> Activities
1. In the excerpt about Daniel Kinahan, write out the passage starting with "A Dublin court" and going on through "dozens of lives.", substituting "Abu Dhabi" for "Dubai".
2. Answer these questions from the excerpt about Daniel Kinahan:
(a) Where is Kinahan currently based?
(b) Which court named him as a senior figure in an organised crime gang?
(c) Which department contacted the UAE over the issue?

> Excerpt
A Dublin court has named Daniel Kinahan as a senior figure in an organised crime gang known for trafficking drugs and guns
Tyson Fury defeated Deontay Wilder to become world heavyweight champion in February (AFP)

Ireland’s government has contacted the United Arab Emirates (UAE) to question the role of an Irish crime boss in setting up a major heavyweight boxing fight between Anthony Joshua and Tyson Fury. 

Daniel Kinahan, who is currently based in Dubai, was thanked by Fury on social media for “getting the biggest fight in British boxing history” over the line. 

Kinahan has been named by the High Court in Dublin as a senior figure in an organised crime gang known for trafficking drugs and guns and being involved in feuds with rivals that have claimed dozens of lives. 

According to Ireland’s Criminal Assets Bureau, Kinahan “controlled and managed” the gang, and had associations that facilitated criminal activity in Europe, Asia, the Middle East and South America. However, he has no criminal convictions. 

“I was rather taken aback to see Tyson Fury and his video the other day... just dropping in [Kinahan’s name] as if this was not somebody who has quite a chequered history in this state and elsewhere,” Irish Prime Minister Leo Varadkar said in parliament on Thursday. 

Varadkhar confirmed that the Department of Foreign Affairs had contacted the UAE over the issue.

> Extracted information
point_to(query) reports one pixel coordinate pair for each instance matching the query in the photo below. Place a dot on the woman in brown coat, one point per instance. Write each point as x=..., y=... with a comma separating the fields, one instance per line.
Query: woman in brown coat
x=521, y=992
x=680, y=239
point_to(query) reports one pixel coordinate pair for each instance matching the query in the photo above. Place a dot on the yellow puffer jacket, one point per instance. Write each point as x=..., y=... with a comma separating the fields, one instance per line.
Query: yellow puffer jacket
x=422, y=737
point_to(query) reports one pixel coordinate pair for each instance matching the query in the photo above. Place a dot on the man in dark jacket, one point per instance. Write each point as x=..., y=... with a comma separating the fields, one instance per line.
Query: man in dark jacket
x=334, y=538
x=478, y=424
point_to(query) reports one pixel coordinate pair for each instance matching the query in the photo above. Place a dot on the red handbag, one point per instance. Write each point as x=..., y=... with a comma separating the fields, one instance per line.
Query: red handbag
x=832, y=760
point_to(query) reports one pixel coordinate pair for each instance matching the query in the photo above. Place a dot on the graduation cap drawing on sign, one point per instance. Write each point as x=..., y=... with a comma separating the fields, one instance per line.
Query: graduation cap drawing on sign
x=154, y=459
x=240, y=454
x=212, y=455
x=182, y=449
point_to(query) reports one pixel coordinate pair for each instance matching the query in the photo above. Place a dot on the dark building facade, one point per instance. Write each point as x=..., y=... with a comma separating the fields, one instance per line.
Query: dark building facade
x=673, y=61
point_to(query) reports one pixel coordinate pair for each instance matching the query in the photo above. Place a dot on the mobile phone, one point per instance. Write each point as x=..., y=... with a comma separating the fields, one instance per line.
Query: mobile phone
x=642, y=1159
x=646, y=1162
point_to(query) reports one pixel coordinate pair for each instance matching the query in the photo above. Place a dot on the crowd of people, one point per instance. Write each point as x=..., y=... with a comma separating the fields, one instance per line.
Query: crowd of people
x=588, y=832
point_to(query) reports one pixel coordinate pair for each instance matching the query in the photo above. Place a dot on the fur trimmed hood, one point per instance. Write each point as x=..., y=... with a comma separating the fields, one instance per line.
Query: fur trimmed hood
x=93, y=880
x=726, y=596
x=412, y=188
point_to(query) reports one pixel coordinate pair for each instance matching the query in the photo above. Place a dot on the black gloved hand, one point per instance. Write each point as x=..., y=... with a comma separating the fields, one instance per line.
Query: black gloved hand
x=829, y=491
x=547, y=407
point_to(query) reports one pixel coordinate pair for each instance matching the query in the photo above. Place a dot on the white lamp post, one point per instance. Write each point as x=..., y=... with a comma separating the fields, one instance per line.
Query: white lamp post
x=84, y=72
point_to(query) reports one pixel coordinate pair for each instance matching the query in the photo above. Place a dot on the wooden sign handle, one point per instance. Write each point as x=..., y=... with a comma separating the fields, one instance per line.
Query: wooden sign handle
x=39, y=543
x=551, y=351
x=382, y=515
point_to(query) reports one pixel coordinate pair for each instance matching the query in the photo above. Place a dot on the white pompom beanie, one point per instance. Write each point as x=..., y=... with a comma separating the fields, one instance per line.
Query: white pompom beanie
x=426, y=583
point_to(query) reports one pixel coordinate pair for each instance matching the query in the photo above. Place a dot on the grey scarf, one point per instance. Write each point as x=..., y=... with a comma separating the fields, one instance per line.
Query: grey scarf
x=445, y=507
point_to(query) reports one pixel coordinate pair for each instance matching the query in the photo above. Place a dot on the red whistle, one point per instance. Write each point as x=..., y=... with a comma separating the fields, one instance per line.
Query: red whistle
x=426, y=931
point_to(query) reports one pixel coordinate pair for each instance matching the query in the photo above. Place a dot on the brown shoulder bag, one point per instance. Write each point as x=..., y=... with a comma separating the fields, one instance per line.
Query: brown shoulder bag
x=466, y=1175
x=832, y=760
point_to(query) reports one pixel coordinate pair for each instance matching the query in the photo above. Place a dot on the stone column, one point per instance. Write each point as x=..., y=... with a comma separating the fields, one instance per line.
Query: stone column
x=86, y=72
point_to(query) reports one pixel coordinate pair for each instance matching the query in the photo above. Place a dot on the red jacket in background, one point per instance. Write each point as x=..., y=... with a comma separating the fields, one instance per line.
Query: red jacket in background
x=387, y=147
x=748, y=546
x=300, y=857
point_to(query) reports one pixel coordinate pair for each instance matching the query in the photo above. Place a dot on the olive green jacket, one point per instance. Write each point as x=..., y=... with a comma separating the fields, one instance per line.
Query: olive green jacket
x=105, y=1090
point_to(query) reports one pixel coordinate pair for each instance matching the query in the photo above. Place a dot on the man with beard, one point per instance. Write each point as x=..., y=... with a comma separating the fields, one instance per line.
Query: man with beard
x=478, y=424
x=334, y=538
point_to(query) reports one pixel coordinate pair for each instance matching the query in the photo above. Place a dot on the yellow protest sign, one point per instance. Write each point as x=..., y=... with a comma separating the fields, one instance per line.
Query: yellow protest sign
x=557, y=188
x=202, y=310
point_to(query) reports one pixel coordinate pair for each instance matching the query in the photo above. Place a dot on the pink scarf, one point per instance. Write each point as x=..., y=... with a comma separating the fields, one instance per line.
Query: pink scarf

> Exercise answers
1.
A Dublin court has named Daniel Kinahan as a senior figure in an organised crime gang known for trafficking drugs and guns
Tyson Fury defeated Deontay Wilder to become world heavyweight champion in February (AFP)

Ireland’s government has contacted the United Arab Emirates (UAE) to question the role of an Irish crime boss in setting up a major heavyweight boxing fight between Anthony Joshua and Tyson Fury. 

Daniel Kinahan, who is currently based in Abu Dhabi, was thanked by Fury on social media for “getting the biggest fight in British boxing history” over the line. 

Kinahan has been named by the High Court in Dublin as a senior figure in an organised crime gang known for trafficking drugs and guns and being involved in feuds with rivals that have claimed dozens of lives.

2.
(a) Dubai
(b) The High Court in Dublin
(c) The Department of Foreign Affairs